>>>>

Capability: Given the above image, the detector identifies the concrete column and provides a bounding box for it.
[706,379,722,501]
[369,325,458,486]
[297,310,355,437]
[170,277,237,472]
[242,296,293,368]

<<<<

**DIRECTIONS**
Reproduce every line of the entries above verbatim, without altering anything.

**FINISHED TASK**
Capability: Given the above image, the detector identifies the concrete column and provides a bounding box for it.
[706,379,722,501]
[369,325,458,486]
[297,310,355,437]
[170,277,237,472]
[242,296,293,368]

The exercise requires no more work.